> Provided material:
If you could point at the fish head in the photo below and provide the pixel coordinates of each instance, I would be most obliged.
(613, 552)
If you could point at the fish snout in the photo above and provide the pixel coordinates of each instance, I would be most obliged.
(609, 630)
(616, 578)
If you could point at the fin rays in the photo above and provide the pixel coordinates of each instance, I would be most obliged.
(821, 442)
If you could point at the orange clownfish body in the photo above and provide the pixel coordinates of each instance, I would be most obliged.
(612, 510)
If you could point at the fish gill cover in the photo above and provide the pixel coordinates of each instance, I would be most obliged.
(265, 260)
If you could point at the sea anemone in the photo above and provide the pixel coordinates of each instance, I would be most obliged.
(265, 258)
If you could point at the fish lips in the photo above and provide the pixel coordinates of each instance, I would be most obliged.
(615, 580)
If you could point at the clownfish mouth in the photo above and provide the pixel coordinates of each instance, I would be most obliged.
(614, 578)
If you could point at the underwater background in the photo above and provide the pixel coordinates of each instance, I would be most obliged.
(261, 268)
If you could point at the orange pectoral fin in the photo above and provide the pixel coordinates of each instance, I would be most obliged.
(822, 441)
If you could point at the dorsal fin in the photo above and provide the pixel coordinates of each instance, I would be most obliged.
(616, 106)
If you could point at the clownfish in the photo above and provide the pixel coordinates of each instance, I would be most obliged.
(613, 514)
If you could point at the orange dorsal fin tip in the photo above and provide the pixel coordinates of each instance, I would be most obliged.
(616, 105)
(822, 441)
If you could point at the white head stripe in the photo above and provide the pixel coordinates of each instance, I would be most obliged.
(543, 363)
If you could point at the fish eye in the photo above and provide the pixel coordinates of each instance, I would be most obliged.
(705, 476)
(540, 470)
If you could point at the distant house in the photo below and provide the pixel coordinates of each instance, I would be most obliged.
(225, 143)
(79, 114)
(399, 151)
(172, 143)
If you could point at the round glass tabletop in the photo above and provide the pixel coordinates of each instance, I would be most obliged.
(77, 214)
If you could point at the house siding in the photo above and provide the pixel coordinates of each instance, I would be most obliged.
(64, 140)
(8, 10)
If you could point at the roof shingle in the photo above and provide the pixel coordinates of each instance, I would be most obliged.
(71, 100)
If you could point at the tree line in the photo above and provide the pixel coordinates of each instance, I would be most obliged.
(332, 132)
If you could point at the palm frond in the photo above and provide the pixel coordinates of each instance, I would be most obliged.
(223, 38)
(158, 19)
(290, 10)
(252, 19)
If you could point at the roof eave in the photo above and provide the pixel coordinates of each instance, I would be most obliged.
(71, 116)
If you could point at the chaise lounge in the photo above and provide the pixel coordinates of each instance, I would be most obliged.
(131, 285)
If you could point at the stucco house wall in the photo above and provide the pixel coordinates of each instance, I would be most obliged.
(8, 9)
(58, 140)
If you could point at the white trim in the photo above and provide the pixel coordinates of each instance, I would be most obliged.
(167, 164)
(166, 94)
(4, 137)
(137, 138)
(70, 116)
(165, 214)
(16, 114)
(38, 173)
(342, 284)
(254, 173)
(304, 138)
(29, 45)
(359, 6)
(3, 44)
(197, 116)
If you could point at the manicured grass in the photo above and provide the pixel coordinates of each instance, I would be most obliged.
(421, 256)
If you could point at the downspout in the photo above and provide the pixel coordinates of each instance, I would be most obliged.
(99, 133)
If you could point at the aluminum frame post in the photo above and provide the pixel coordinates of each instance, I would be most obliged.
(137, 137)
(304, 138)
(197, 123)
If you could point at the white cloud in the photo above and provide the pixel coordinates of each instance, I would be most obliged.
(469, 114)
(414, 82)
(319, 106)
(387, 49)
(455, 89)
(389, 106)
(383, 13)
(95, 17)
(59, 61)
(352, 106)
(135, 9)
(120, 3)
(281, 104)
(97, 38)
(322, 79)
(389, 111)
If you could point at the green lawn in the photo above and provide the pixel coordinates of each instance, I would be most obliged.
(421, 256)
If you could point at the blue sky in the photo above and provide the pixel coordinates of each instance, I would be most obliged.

> Task instructions: Send back all of the entries exactly, with nothing missing.

> Expected answer:
If you could point at the fish head in the photo below and provide the pixel coordinates of each instance, I would be most obliged.
(613, 552)
If you could point at the fish snout in the photo above and provide the pixel coordinates of each instance, I would be most obliged.
(609, 630)
(616, 578)
If you could point at the fin rays in the photo above and provide the pixel coordinates of each instance, I would be most obliged.
(821, 442)
If you could point at the orange clownfish body in the photo above and provide the pixel coordinates of each instance, I would be most obliged.
(612, 510)
If you could point at the fish gill cover in the photo above and provide the pixel coordinates of each instance, I would be most obliged.
(265, 260)
If you could point at the sea anemone in the photo above and provide the pixel coordinates of each instance, I would be most obliged.
(265, 258)
If you could point at the fish lips in the photo above and provide the pixel coordinates of each instance, I would be most obliged.
(615, 580)
If you could point at the clownfish mouth in the photo above and provide the pixel coordinates of each instance, I would be most obliged.
(614, 578)
If you could point at the underwater background in the photo above and provide the pixel coordinates of each instance, I would be most obliged.
(261, 268)
If you could point at the orange pectoral fin in the photo above and provide the pixel coordinates of each instance, I would be most obliged.
(822, 441)
If you could point at the dorsal fin in the photo above and provide the pixel coordinates of each instance, I would be most obliged.
(616, 106)
If you could point at the clownfish in the photo above and provide the pixel coordinates of each instance, I would be most obliged.
(613, 514)
If you could point at the orange dorsal fin tip in the photo above and provide the pixel coordinates of each instance, I would be most obliged.
(616, 105)
(822, 441)
If you could point at the white head stripe in the photo above and provide the pixel coordinates of each instance, I would be most obliged.
(543, 363)
If you could point at the fish eye in the photo above and provide the pixel coordinates of each instance, I would be most obliged.
(705, 476)
(540, 470)
If you could point at the distant house in the photo below and provide the pixel coordinates of each instance, I would be most obliged.
(225, 143)
(79, 114)
(399, 151)
(172, 143)
If you could point at the round glass tabletop in the photo above and provide the pixel coordinates of each instance, I would be most obliged.
(77, 214)
If you could point at the house siding in the photo above and provide the pixel coordinates of each instance, I would be most obliged.
(64, 140)
(8, 10)
If you could point at the roof shingle in the photo above and provide the pixel coordinates of each instance, I would be most obliged.
(71, 100)
If you could point at the tree line in the photo above and provide the pixel coordinates of each instance, I would be most obliged.
(332, 132)
If you could point at the palm frond in the photo above and provide the pixel coordinates of each instance, I would be most obliged.
(223, 38)
(158, 19)
(290, 10)
(252, 19)
If you could point at the roof eave in the photo above and provide the pixel coordinates of each instance, I would be most obliged.
(71, 116)
If you could point at the chaise lounge in the photo above and provide the pixel coordinates of each instance, I would be most obliged.
(131, 285)
If you could point at the stucco house wall in the photo above and provide the pixel coordinates of each instance, I would be most obliged.
(8, 9)
(58, 140)
If you could point at the white trim in the photo above and provide the pixel coordinates of each instance, I would be most obliged.
(167, 164)
(166, 94)
(4, 137)
(137, 138)
(70, 116)
(165, 214)
(16, 114)
(38, 173)
(342, 284)
(254, 173)
(304, 138)
(29, 45)
(359, 6)
(3, 44)
(197, 116)
If you could point at the manicured grass in the photo above and provide the pixel coordinates of each instance, I would be most obliged.
(421, 256)
If you could point at the downspout in the photo above and provide the pixel coordinates of each instance, I would be most obliged.
(99, 133)
If you could point at the aluminum frame post in the photo above and provide the pixel coordinates of each instance, I would be most obliged.
(137, 137)
(304, 138)
(197, 123)
If you could point at the white cloud in the photo above and provide the pixel coordinates of each instance, I would be most obliged.
(469, 114)
(414, 82)
(319, 106)
(387, 49)
(455, 89)
(389, 106)
(383, 13)
(95, 17)
(59, 61)
(352, 106)
(135, 9)
(120, 3)
(281, 104)
(97, 38)
(322, 79)
(389, 111)
If you could point at the green lawn in the photo above and provide the pixel coordinates of each instance, I would be most obliged.
(421, 256)
If you could point at the blue sky in the photo above and provide the pixel coordinates of each instance, I would be most obliged.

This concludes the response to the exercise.